EXERCISE TASK:
Could you put all the lines below into a Markdown table with a Row column numbering each one and a Line column holding its text, leaving out any blank lines?

RAW DATA:
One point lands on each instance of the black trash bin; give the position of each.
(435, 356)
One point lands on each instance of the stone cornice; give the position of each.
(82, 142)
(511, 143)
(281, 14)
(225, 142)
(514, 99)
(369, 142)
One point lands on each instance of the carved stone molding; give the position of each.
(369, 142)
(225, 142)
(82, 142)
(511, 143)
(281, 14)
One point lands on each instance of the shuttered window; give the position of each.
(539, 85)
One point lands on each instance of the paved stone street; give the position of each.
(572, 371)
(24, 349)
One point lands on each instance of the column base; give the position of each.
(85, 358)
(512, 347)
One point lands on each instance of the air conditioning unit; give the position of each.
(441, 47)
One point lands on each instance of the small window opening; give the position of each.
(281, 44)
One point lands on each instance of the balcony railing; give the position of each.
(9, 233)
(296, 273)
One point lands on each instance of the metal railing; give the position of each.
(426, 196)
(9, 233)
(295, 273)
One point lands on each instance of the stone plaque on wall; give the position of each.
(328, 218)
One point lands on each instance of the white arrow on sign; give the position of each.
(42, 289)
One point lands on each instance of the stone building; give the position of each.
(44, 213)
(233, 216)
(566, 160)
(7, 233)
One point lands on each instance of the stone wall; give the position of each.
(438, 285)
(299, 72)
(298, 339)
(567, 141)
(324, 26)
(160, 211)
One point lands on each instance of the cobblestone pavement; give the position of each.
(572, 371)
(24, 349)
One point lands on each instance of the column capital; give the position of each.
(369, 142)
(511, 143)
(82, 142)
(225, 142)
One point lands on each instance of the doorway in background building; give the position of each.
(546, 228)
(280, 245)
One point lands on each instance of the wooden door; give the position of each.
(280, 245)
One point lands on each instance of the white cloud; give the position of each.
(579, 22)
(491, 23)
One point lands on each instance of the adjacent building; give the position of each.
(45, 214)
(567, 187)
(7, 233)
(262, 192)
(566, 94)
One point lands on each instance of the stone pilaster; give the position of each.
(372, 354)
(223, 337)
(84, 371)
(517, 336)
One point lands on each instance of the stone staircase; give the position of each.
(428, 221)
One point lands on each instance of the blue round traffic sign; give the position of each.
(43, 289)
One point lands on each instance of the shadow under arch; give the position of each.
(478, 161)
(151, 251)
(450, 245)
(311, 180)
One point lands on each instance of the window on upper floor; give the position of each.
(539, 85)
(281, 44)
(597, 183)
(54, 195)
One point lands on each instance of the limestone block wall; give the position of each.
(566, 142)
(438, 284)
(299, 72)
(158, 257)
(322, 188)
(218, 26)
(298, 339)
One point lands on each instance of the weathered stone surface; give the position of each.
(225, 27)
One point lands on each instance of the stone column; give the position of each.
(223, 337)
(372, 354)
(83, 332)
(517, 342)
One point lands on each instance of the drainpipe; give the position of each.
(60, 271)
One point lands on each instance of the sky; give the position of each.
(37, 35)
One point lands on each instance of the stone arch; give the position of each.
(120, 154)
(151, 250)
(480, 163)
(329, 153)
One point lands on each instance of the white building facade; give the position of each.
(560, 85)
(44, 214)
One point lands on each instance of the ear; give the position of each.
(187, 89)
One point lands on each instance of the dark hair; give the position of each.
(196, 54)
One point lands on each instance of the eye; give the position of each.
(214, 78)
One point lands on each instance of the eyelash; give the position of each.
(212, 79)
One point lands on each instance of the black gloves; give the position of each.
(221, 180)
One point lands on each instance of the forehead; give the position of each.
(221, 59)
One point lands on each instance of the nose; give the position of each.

COMPLETE OUTPUT:
| Row | Line |
|---|---|
| 1 | One point lands on each instance of the black trash bin; give the position of each. |
| 2 | (435, 356) |
| 3 | One point lands on each instance of the stone cornice; give the position of each. |
| 4 | (82, 142) |
| 5 | (511, 143) |
| 6 | (281, 14) |
| 7 | (225, 142) |
| 8 | (514, 99) |
| 9 | (369, 142) |
| 10 | One point lands on each instance of the carved stone molding; give the position of each. |
| 11 | (369, 142) |
| 12 | (225, 142) |
| 13 | (82, 142) |
| 14 | (511, 143) |
| 15 | (281, 14) |
| 16 | One point lands on each instance of the shuttered window; give the position of each. |
| 17 | (539, 85) |
| 18 | One point lands on each instance of the paved stone street; give the position of each. |
| 19 | (572, 371) |
| 20 | (24, 349) |
| 21 | One point lands on each instance of the column base; give the position of each. |
| 22 | (85, 358) |
| 23 | (512, 347) |
| 24 | One point lands on each instance of the air conditioning unit; give the position of each. |
| 25 | (441, 47) |
| 26 | One point lands on each instance of the small window opening; give the position of each. |
| 27 | (281, 44) |
| 28 | One point lands on each instance of the balcony railing; give the position of each. |
| 29 | (9, 233) |
| 30 | (296, 273) |
| 31 | One point lands on each instance of the metal railing; give the position of each. |
| 32 | (426, 196) |
| 33 | (9, 233) |
| 34 | (295, 273) |
| 35 | One point lands on each instance of the stone plaque on wall; give the position of each. |
| 36 | (328, 218) |
| 37 | One point lands on each instance of the white arrow on sign; give the position of each. |
| 38 | (42, 289) |
| 39 | One point lands on each instance of the stone building; give the position of each. |
| 40 | (44, 213) |
| 41 | (233, 216) |
| 42 | (566, 160) |
| 43 | (7, 233) |
| 44 | One point lands on each instance of the stone wall; give the position of each. |
| 45 | (438, 285) |
| 46 | (299, 72) |
| 47 | (298, 339) |
| 48 | (567, 141) |
| 49 | (324, 26) |
| 50 | (160, 211) |
| 51 | One point lands on each instance of the cobblestone pavement; give the position of each. |
| 52 | (572, 371) |
| 53 | (24, 349) |
| 54 | One point lands on each instance of the column capital; give the position of each. |
| 55 | (369, 142) |
| 56 | (511, 143) |
| 57 | (82, 142) |
| 58 | (225, 142) |
| 59 | One point lands on each instance of the doorway in background building; give the position of each. |
| 60 | (546, 228) |
| 61 | (280, 245) |
| 62 | One point lands on each instance of the wooden door; give the position of each. |
| 63 | (280, 245) |
| 64 | One point lands on each instance of the white cloud; give the position of each. |
| 65 | (579, 22) |
| 66 | (491, 23) |
| 67 | One point lands on each instance of the adjacent building; give the position of each. |
| 68 | (45, 214) |
| 69 | (567, 187) |
| 70 | (7, 233) |
| 71 | (262, 192) |
| 72 | (566, 94) |
| 73 | One point lands on each instance of the stone pilaster; give the position of each. |
| 74 | (372, 354) |
| 75 | (223, 337) |
| 76 | (84, 371) |
| 77 | (517, 336) |
| 78 | One point lands on each instance of the stone staircase; give the position of each. |
| 79 | (428, 221) |
| 80 | One point lands on each instance of the blue round traffic sign; give the position of each. |
| 81 | (43, 289) |
| 82 | One point lands on each instance of the shadow under arch; give the position of each. |
| 83 | (478, 161) |
| 84 | (151, 251) |
| 85 | (450, 245) |
| 86 | (311, 180) |
| 87 | One point lands on each instance of the window on upper floor; give the position of each. |
| 88 | (539, 85) |
| 89 | (281, 44) |
| 90 | (597, 183) |
| 91 | (54, 195) |
| 92 | One point lands on each instance of the limestone block wall; give the position of each. |
| 93 | (566, 142) |
| 94 | (438, 284) |
| 95 | (299, 72) |
| 96 | (158, 257) |
| 97 | (322, 188) |
| 98 | (218, 26) |
| 99 | (298, 339) |
| 100 | One point lands on each instance of the weathered stone surface; give the position of each. |
| 101 | (225, 27) |
| 102 | One point lands on each instance of the stone column; give the position of each. |
| 103 | (223, 337) |
| 104 | (372, 354) |
| 105 | (83, 332) |
| 106 | (517, 342) |
| 107 | One point lands on each instance of the drainpipe; give the position of each. |
| 108 | (60, 271) |
| 109 | One point lands on each instance of the sky; give the position of each. |
| 110 | (37, 35) |
| 111 | One point lands on each instance of the stone arch; give the position of each. |
| 112 | (120, 154) |
| 113 | (151, 250) |
| 114 | (480, 163) |
| 115 | (329, 153) |
| 116 | One point lands on each instance of the white building facade; give the position of each. |
| 117 | (560, 85) |
| 118 | (44, 214) |
| 119 | One point lands on each instance of the ear; give the position of each. |
| 120 | (187, 89) |
| 121 | One point lands on each instance of the dark hair; give the position of each. |
| 122 | (196, 54) |
| 123 | One point lands on each instance of the eye; give the position of each. |
| 124 | (214, 78) |
| 125 | One point lands on each instance of the eyelash; give the position of each. |
| 126 | (212, 79) |
| 127 | One point lands on each instance of the black gloves; give the position of each. |
| 128 | (221, 180) |
| 129 | One point lands on each instance of the forehead; give the position of each. |
| 130 | (221, 59) |
| 131 | One point lands on each instance of the nose; give the position of each. |